YOUR TASKS =
1 – Rewrite the paragraph beginning "Should the governor sign off" from the passage on the Massachusetts beer franchise bill as a short bulleted list that keeps its main facts.
2 – Carry on the passage on the Massachusetts beer franchise bill, picking up after its final sentence.

SOURCE PASSAGE =
According to Koch, the guild’s resistance to excluding Boston Beer and presenting a united front in the past led to virtually all of the state’s craft breweries beyond his company being included in the legislation.

“You could see the craft breweries kept getting strong,” he said. “Eventually, we would have gotten something passed. But it looked like a number of our members might not make it to that finish line that we’d all committed to.

“In order to make sure that as many breweries as possible survived the stresses of COVID and shifting wholesaler priorities, we needed to make a hard decision: Would we give up what we worked for for 10 years?” he said. “But it was the right decision.”

The need was underscored by the composition of Massachusetts’ craft breweries; many have built their businesses on the “taproom model” of selling draft and packaged beer directly to consumers in taprooms and tasting rooms, Hendler said. The COVID-19 pandemic, however, exposed a flaw in the model, as taprooms and tasting rooms were shut down in an effort to stop the spread of the novel coronavirus, taking away those companies’ main revenue streams.

“The taproom model is riddled with uncertainty right now, and brewers are going to need to be able to navigate wholesale to survive, in all likelihood,” Hendler said. “So it’s just that much more important in a 2020 COVID world, and the decision was made that this is critical to happen now.”

Should the governor sign off on the franchise law reform bill, the law would go into effect immediately. However, the legislation does not lay out a formula for calculating fair market value. Instead, a brand’s fair market value would either be negotiated by the brewery or the brewery’s successor wholesaler and the existing wholesaler. If an agreement isn’t reached, a panel of arbitrators would determine the value.

SUPPLIED RECORDS =
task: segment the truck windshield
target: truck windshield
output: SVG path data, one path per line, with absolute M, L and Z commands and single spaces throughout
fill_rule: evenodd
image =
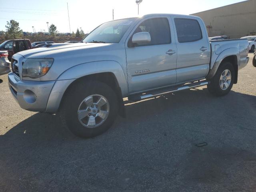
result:
M 82 42 L 84 43 L 118 43 L 135 18 L 110 21 L 100 25 L 92 31 Z

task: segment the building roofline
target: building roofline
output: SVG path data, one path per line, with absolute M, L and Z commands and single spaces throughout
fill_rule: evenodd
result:
M 241 2 L 238 2 L 237 3 L 235 3 L 232 4 L 230 4 L 229 5 L 224 5 L 224 6 L 222 6 L 221 7 L 216 7 L 216 8 L 214 8 L 213 9 L 208 9 L 208 10 L 206 10 L 205 11 L 200 11 L 200 12 L 198 12 L 197 13 L 192 13 L 192 14 L 190 14 L 189 15 L 193 15 L 194 14 L 197 14 L 198 13 L 201 13 L 204 12 L 205 12 L 206 11 L 211 11 L 212 10 L 214 10 L 215 9 L 219 9 L 220 8 L 222 8 L 223 7 L 227 7 L 228 6 L 230 6 L 230 5 L 235 5 L 236 4 L 238 4 L 240 3 L 245 3 L 246 2 L 247 2 L 248 1 L 250 1 L 251 0 L 246 0 L 245 1 L 241 1 Z

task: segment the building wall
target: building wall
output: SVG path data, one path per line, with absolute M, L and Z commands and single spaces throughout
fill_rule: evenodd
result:
M 191 14 L 204 20 L 209 37 L 227 35 L 230 38 L 256 35 L 256 0 Z

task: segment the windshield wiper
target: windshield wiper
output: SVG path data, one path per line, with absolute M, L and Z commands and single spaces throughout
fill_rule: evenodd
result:
M 92 40 L 92 41 L 91 41 L 90 42 L 87 42 L 88 43 L 106 43 L 104 41 L 94 41 L 94 40 Z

ANSWER LIST =
1 –
- If the governor signs the franchise law reform bill, the law takes effect immediately.
- The bill gives no formula for calculating a brand's fair market value.
- The brewery or its successor wholesaler negotiates that value with the existing wholesaler.
- If they cannot agree, a panel of arbitrators sets the value.

2 –
Wholesalers testifying during a July 2019 hearing.

Hendler said he expects some movement to take place, but he’s hopeful that it encourages brewery owners to have a more open dialogue with their wholesalers.

“I think this can help a lot of brewers and distributors have a healthier dialogue, a more open and honest dialogue, and not have brewers feel like they’re walking on eggshells when they’re working with their wholesaler,” he said. “If you can’t have a hard conversation, you’re not going to fix any issues that are there.”

For his part, Salois said he doesn’t expect a lot of movement out of existing distribution agreements.

“Will there be some? Probably,” he said. “To a great level? I don’t think of it all.”

Koch echoed those sentiments, although he said small brewers will have the leverage to move or get prioritized with their wholesalers.

“A craft brewer has a choice now,” he said. He added that Massachusetts brewers’ united front is a lesson for state guilds in other states.

“If you stick together, you will ultimately get a good outcome,” he said. “Ultimately, franchise reform is good for the three-tier system and makes it more resilient, responsive and defensible because it’s not putting small brewers under a lot of strain.”

David Fields, managing partner at Wormtown Brewery in Worcester, said the most important thing the agreement does is end the twice annual fights between craft brewers and their “No. 1 customer, which is our distributor partners.”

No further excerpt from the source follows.